## Record list

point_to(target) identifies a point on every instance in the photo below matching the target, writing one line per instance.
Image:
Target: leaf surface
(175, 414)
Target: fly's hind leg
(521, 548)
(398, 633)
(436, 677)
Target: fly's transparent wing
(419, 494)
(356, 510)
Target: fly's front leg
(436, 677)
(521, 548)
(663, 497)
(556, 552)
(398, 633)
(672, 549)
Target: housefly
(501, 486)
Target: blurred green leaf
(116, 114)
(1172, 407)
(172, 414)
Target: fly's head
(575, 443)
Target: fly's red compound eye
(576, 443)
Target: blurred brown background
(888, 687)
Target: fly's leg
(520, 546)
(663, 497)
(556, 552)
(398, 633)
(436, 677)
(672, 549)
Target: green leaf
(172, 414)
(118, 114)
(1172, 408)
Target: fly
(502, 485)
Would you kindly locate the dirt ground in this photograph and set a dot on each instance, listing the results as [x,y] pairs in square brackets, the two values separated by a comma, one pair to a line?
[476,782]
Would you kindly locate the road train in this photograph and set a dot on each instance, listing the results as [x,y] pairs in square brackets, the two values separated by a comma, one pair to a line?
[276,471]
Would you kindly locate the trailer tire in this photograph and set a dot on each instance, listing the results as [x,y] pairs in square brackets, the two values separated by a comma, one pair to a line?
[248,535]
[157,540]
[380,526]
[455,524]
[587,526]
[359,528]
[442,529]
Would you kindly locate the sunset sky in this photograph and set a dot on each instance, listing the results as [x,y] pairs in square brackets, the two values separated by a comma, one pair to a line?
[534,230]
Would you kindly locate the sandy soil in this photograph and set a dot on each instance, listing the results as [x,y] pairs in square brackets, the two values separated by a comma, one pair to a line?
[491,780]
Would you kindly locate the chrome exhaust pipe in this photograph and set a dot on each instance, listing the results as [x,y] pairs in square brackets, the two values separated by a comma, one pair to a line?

## Exercise directions
Could you recast the lines above as a numbered list, leaving out any blank lines?

## Expected output
1. point_to(target) identifies a point on every instance in the photo below matching the target, writing one line per instance.
2. Image:
3. Target: leaf surface
4. (175, 414)
5. Target: fly's hind leg
6. (521, 548)
7. (398, 633)
8. (436, 677)
9. Target: fly's transparent wing
10. (419, 494)
11. (356, 510)
12. Target: fly's front leg
13. (436, 677)
14. (521, 548)
15. (663, 497)
16. (556, 552)
17. (398, 633)
18. (672, 549)
19. Target: housefly
20. (501, 486)
21. Target: blurred green leaf
22. (116, 114)
23. (1172, 407)
24. (172, 414)
25. Target: fly's head
26. (575, 443)
27. Target: fly's red compound eye
28. (576, 443)
29. Target: blurred brown background
30. (888, 687)
31. Target: fly's leg
32. (520, 546)
33. (663, 497)
34. (556, 552)
35. (398, 633)
36. (436, 677)
37. (672, 549)
38. Target: green leaf
39. (172, 414)
40. (118, 114)
41. (1172, 408)
42. Target: fly
43. (502, 485)
44. Would you kindly locate the dirt ground in this photograph and set a dot on each instance, listing the results as [x,y] pairs in square brackets, the two values separated by a comma, one pair to a line?
45. [476,782]
46. Would you kindly locate the road train in this photograph and set a dot on each instance, listing the results as [x,y] pairs in square brackets, the two values separated by a comma, one pair to a line?
47. [276,471]
48. Would you kindly locate the trailer tire in this photograph and set a dot on each instance, listing the results as [x,y] pairs in square brackets, the two values separated by a comma, one pair to a line?
49. [248,535]
50. [157,540]
51. [380,526]
52. [455,524]
53. [587,526]
54. [359,528]
55. [442,529]
56. Would you kindly locate the sunset sky in this photograph and set a dot on each instance, listing the results as [x,y] pairs in square brackets, the two values separated by a comma, one pair to a line?
57. [534,230]
58. Would you kindly locate the sandy soil in this photograph and set a dot on each instance, listing the results as [x,y] pairs in square brackets, the two values separated by a comma, one pair to a line?
59. [491,780]
60. Would you kindly locate the chrome exhaust pipe in this photograph and set a dot on each instance, listing the results as [x,y] pairs in square brackets, the two values separated by a comma, one pair to a line?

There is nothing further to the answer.